Challenge:
Locate the line that contains "the man with". Print it and each following line through the end of the listing, verbatim, and nothing more.

## START Record excerpts

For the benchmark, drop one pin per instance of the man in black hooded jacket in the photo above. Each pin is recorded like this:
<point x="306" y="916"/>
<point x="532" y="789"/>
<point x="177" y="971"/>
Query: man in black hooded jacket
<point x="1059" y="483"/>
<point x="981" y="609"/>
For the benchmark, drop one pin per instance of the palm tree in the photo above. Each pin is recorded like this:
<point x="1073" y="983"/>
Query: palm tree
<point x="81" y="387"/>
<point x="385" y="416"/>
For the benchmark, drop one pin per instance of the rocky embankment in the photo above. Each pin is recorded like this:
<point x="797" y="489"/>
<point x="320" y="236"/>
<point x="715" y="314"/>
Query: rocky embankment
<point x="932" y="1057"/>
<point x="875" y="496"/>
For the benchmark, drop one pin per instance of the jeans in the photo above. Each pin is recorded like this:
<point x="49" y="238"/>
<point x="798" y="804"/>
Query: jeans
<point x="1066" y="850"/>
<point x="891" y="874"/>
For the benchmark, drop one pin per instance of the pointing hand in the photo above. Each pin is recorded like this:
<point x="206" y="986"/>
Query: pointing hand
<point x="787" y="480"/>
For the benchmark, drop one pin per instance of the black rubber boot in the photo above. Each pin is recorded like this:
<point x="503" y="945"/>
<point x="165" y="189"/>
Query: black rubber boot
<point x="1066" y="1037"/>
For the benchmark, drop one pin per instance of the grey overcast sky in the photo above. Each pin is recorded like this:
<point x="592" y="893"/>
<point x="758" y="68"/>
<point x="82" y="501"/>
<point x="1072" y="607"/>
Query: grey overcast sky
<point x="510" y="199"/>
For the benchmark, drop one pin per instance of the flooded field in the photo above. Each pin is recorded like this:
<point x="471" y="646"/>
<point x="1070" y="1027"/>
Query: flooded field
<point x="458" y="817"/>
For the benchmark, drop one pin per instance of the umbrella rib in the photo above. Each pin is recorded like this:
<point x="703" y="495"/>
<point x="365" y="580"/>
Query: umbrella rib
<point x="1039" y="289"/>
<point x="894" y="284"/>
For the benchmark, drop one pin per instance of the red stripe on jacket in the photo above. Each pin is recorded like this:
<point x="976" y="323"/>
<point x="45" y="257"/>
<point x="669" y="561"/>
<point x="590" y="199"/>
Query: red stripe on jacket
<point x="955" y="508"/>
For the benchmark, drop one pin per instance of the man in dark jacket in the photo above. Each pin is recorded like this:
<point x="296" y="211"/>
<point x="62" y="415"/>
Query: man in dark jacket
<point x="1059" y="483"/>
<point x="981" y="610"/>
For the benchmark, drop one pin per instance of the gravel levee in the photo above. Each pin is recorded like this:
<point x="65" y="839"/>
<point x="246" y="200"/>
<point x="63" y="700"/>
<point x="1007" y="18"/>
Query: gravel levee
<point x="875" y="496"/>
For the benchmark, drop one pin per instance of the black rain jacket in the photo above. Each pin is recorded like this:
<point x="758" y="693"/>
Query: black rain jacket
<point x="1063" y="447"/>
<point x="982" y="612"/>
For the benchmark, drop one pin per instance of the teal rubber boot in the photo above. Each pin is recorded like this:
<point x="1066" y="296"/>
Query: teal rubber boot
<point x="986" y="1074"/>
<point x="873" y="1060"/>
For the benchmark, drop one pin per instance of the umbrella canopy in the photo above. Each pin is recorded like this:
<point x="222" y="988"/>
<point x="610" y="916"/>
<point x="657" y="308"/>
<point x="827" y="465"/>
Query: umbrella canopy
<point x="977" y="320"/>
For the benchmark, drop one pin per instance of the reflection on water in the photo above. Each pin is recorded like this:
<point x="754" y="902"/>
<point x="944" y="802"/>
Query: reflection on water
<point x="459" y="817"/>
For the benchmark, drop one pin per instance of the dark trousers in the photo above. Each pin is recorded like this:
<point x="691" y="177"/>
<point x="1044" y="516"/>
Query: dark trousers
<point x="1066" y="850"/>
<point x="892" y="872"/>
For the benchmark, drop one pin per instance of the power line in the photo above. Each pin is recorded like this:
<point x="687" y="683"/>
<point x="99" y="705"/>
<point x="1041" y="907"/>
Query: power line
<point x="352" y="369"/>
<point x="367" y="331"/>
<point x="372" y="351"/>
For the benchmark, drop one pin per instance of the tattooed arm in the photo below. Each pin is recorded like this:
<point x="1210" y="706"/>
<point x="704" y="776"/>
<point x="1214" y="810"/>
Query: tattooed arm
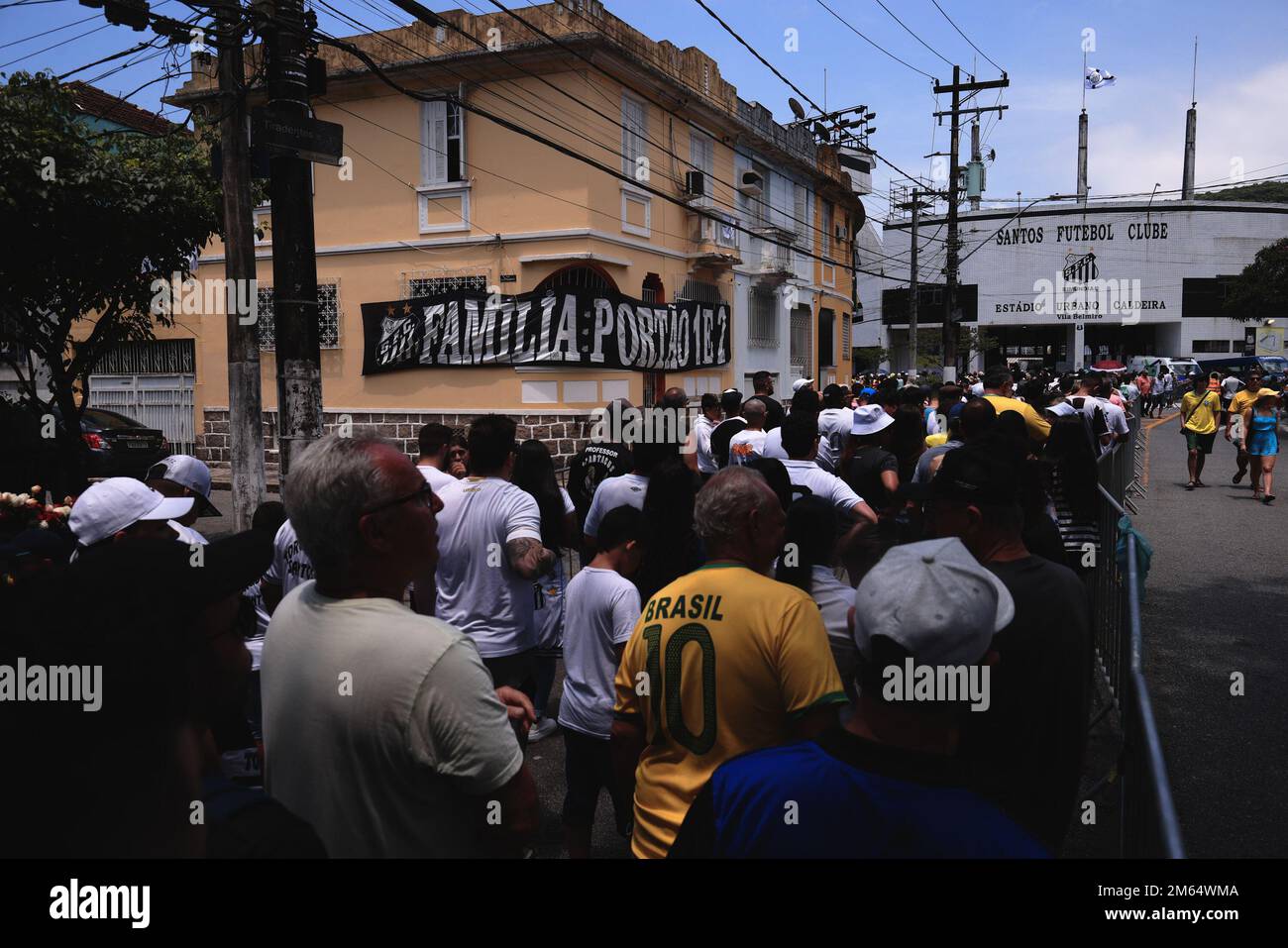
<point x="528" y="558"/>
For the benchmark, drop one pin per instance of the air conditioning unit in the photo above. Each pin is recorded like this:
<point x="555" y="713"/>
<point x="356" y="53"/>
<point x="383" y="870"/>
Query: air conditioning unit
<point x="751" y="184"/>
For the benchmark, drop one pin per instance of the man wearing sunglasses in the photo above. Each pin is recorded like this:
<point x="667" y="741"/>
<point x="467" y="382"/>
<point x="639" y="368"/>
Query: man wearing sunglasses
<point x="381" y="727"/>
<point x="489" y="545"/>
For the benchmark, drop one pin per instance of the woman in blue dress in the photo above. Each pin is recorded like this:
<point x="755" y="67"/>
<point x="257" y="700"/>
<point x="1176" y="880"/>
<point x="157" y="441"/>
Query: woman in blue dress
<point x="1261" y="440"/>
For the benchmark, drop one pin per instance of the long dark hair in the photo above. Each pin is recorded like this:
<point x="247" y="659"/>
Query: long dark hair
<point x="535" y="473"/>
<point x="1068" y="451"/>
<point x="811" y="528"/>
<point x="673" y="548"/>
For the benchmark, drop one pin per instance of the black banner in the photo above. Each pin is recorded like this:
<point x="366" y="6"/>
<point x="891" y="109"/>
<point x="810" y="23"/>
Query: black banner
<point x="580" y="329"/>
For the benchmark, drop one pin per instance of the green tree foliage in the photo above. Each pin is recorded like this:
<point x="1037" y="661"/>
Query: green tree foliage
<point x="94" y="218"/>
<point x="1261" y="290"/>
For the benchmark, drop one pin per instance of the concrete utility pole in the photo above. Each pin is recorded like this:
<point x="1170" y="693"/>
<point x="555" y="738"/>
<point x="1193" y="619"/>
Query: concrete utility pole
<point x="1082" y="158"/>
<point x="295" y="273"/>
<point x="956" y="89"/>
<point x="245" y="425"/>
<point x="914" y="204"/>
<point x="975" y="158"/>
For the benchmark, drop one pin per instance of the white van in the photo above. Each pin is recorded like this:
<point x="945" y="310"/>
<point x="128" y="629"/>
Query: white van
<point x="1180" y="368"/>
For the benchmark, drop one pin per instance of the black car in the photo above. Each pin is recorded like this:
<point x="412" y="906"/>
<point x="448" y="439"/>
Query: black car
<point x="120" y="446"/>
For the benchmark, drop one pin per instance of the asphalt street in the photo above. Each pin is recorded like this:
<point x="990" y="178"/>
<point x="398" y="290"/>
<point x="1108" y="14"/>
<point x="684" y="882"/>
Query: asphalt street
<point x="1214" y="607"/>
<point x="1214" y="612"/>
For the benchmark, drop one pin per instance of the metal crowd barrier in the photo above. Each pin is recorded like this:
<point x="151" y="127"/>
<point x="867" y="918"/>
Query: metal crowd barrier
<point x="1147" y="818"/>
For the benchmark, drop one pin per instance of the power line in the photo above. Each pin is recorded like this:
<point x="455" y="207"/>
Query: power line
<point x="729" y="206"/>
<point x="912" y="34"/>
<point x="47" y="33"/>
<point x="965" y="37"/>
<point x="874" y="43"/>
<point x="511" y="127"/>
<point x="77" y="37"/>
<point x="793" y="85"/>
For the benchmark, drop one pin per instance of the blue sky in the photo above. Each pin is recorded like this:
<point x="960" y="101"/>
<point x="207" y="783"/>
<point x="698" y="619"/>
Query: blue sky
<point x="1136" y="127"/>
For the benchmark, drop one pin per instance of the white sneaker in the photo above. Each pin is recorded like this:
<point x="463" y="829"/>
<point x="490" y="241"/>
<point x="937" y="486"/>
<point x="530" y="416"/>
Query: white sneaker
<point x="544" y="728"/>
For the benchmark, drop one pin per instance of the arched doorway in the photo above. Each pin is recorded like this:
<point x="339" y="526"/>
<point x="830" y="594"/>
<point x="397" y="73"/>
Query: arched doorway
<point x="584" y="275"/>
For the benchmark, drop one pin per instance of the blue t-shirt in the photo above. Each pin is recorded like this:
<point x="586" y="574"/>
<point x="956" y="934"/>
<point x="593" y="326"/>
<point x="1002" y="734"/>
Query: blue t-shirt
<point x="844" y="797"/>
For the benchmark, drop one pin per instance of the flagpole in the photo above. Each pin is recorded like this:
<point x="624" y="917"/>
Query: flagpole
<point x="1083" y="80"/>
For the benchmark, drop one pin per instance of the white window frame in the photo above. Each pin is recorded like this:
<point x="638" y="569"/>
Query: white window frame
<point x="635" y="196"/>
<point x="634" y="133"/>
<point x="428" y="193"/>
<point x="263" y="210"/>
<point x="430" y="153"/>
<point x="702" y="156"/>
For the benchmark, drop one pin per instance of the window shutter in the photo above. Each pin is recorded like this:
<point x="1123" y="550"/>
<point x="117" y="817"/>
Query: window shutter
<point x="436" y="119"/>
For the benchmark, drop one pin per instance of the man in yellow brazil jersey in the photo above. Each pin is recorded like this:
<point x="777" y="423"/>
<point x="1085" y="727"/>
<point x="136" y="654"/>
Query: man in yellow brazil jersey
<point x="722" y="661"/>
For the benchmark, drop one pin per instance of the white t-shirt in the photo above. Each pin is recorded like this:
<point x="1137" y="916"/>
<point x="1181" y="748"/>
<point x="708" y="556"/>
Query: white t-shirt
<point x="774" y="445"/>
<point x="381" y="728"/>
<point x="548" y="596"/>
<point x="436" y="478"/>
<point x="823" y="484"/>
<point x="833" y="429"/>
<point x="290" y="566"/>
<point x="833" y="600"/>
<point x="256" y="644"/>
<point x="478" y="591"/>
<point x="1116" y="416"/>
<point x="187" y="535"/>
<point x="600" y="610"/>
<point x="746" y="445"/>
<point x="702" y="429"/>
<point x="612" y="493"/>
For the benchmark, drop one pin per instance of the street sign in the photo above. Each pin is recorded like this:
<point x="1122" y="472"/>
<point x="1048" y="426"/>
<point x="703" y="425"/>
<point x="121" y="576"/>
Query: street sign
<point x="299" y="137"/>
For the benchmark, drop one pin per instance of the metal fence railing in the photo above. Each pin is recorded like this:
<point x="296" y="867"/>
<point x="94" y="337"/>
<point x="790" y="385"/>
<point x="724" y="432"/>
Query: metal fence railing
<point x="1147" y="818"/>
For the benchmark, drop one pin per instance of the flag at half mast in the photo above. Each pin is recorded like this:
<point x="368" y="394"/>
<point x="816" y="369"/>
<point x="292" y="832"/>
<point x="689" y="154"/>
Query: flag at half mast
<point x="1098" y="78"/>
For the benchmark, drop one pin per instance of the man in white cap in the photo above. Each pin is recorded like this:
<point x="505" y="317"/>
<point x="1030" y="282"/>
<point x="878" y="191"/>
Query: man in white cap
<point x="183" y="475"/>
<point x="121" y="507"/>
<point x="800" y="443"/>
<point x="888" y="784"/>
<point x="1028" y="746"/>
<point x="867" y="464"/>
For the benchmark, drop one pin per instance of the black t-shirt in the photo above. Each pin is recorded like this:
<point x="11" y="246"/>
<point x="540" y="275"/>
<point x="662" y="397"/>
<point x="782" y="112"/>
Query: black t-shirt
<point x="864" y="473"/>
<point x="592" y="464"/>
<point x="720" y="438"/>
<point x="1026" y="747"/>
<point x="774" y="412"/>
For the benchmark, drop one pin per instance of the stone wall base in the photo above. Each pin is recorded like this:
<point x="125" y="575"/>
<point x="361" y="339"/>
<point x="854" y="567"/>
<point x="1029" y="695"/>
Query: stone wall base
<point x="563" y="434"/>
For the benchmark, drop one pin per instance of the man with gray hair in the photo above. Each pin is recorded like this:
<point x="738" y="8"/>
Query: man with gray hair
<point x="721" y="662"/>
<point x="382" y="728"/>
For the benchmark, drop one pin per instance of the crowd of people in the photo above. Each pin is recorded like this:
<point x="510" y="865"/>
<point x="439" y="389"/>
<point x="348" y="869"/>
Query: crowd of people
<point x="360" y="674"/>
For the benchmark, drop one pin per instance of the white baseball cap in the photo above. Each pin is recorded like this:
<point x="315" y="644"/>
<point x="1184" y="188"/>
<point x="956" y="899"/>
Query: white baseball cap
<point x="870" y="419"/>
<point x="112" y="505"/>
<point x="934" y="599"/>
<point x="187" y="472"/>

## END Record excerpts

Exercise output:
For the benchmark, drop one pin per instance of the man with gray hair in the photo above. Each pin is recorded like this:
<point x="738" y="8"/>
Query: man with gray hair
<point x="721" y="662"/>
<point x="382" y="728"/>
For the benchmark, drop one pin per instance of the crowd of people in the photo above. Each pin is recorded like this:
<point x="510" y="865"/>
<point x="439" y="389"/>
<point x="348" y="869"/>
Query: crowd of people
<point x="360" y="674"/>
For the benchmark, drop one pin per instance of the white baseball cap in the photo above. Each pin is recorded like this:
<point x="315" y="644"/>
<point x="1184" y="188"/>
<point x="956" y="899"/>
Query: white baseball cap
<point x="870" y="419"/>
<point x="112" y="505"/>
<point x="934" y="599"/>
<point x="187" y="472"/>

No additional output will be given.